*Source passage*.
You will see the monopolistic taxi counter ‘mistakenly’ ask for a rate higher than the official published rates displayed, then see their drivers try to con their passengers out of another 40,000 on arrival at their hotels and villas with a pathetic sob story, or an insistence that “this is the rule!” You will see arriving visitors quail as they face the long, long, crowded walk to their car during the chaotic and visitor-unfriendly airport reconstruction.

You will see tourists arrive at what are now grossly-overpriced and over-starred hotels, which no longer offer the ‘book 7, get 10″ incentive packages of past years, only to be told, “Sorry, your room is not ready.” Even Singapore hotels are now cheaper than those in Bali, which is no longer competitive.

You will see a proliferation of Mini-Marts in garish colours selling monstrously-overpriced items to the hapless tourist. Buy a local magazine there, published in Bahasa Indonesia, with a printed price of 25,000 rupiah on the cover, and you will be charged 55,000 when it is scanned. Shrug from the cashier. “Boss’s rules”.

You will see tourists being accosted by rude touts, women being physically man-handled by sellers who refuse to accept a polite refusal to buy their wares, stall-holders muttering thinly-veiled abuse at tourists who won’t pay four times the going rate in Bali (and twice the price in their home country) for their shoddy goods. You will see criminal money-changers short-changing gullible tourists every day, and the arrogant taxi mafia (the non-Bluebird companies) over-charging customers and threatening real taxi drivers with violence.

You will see tourists stuck in traffic for hours on Bali’s poorly-maintained roads, because no-one even considers the grid-locking consequences of allowing local drivers to park wherever they feel like. You will see suicidal motorbike riders come close to killing pedestrians with their brainless antics and causing accidents with cars, after which they shrilly demand compensation for their own stupidity.

You will see visitors to Bali try to negotiate the open drains with lids which masquerade as  ‘footpaths’ here, and injure themselves when brittle manholes collapse beneath them. You will see tourists with infants in strollers being forced to risk death by having to share the narrow roads with texting drivers and motorcyclists.

You will see tourists now being expected to pay the same prices as at home for mediocre western-style meals, and absolutely exorbitant rates for imported wine, spirits and food. Spirits in bars are frequently counterfeit local replacements and deliberate half-shots in mixed drinks are common. Despite smokers being banned in all restaurants, bars and clubs from the first of June this year, tourists can expect no relief from the constant burning of toxic plastic waste all over Bali, the carcinogenic mosquito fogging smoke and noise, or from the stinking emissions of the ubiquitous buses, trucks and illegal 2-stroke motorbikes.

*Supplied material*.
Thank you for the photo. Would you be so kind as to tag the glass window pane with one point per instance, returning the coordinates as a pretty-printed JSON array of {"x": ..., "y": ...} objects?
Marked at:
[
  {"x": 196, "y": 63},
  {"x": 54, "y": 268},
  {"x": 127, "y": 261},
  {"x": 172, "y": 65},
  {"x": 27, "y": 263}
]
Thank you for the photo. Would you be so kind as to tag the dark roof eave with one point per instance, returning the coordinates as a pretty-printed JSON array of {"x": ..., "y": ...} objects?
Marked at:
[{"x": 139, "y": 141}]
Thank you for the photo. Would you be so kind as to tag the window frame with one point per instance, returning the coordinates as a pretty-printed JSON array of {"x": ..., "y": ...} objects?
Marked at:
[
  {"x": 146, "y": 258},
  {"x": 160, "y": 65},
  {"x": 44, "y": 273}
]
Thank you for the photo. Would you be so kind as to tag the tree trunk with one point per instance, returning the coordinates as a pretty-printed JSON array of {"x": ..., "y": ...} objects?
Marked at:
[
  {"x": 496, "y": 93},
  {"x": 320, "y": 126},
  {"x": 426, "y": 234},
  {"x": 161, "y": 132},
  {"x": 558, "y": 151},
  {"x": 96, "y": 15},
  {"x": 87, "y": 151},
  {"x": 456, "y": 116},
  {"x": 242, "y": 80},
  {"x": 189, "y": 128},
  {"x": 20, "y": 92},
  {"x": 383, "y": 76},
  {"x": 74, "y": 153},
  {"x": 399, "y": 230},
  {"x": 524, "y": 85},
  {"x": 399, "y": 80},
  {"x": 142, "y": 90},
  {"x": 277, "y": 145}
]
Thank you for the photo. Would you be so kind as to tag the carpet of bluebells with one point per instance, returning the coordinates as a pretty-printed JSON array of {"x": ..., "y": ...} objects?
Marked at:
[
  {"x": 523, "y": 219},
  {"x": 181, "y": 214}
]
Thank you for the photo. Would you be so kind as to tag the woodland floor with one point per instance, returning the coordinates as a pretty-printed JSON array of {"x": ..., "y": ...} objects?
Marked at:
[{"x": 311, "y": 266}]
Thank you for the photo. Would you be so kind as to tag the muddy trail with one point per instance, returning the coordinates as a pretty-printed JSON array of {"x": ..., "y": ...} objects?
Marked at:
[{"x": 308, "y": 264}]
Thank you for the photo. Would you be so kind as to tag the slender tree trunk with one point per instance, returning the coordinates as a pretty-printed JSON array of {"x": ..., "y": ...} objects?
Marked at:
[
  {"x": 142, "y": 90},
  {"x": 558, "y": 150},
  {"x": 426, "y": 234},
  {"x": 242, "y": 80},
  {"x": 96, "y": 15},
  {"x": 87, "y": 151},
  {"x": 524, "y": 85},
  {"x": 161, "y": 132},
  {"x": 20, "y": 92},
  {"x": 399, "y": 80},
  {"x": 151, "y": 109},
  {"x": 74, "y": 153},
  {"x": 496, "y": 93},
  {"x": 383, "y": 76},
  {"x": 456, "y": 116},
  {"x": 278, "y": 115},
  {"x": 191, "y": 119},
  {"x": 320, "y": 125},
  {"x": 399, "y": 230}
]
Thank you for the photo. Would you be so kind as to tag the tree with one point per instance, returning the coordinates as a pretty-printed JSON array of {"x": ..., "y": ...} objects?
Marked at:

*Exercise 1*.
Repeat the Bali tourism passage word for word, everything from "You will see tourists stuck" down to "their own stupidity.".
*Exercise 2*.
Please go on with the Bali tourism passage, beginning after its last sentence.
These rows have nothing to do with the passage on Bali tourism.

*Expected answer 1*.
You will see tourists stuck in traffic for hours on Bali’s poorly-maintained roads, because no-one even considers the grid-locking consequences of allowing local drivers to park wherever they feel like. You will see suicidal motorbike riders come close to killing pedestrians with their brainless antics and causing accidents with cars, after which they shrilly demand compensation for their own stupidity.

*Expected answer 2*.
You will see tourists give up on visiting the ‘cultural epicentre’ of Ubud because of traffic jams and the hundreds of huge buses clogging the town. You will see them give up on visiting far-flung temples and seeing the ‘real’ Bali, because it’s all too hard, and now too expensive. Eventually, you will see them avoiding the immense, noisy, polluted construction zone that is South Bali altogether.

You will see tourists recoil from the stinking piles of garbage on the beaches, on the streets and in the ‘rivers’. Where garbage is collected, it ends up in make-shift tips anywhere the collectors choose to dump it. Just have a look at the huge rat and snake-infested mountain of refuse dumped opposite villa developments in Legian, just off Jalan Nakula; have a look at the environmentally-disastrous heap of rubbish at the entrance to the Mangrove Park.

You will see tourists cautious of potentially rabies-infected dogs, scared of contracting Dengue fever from the incessant mosquitoes, wary of getting Legionnaires disease from poorly-maintained air-conditioners, and amazed that nothing is being done about electricity outages and Bali’s looming water shortage. They are worried about increasing crime and a police force that does nothing without money up-front.

And what does the Tourism Board do to make Bali a more attractive destination for visitors? Nothing. It blames the “stingy tourists”. Wow. What diplomacy, what amazing sensitivity. What a truly stupid, irresponsible thing to say.

Well, Ida Bagus Ngurah Wijaya, I have news for you. Tourists have been coming to Bali for decades because it has a special sort of magic. The magic is still there, but it is now being countered by a not-so-special sort of opportunism and greed, over-development, collapsing infrastructure, and an arrogant belief that tourists will keep coming, no matter what.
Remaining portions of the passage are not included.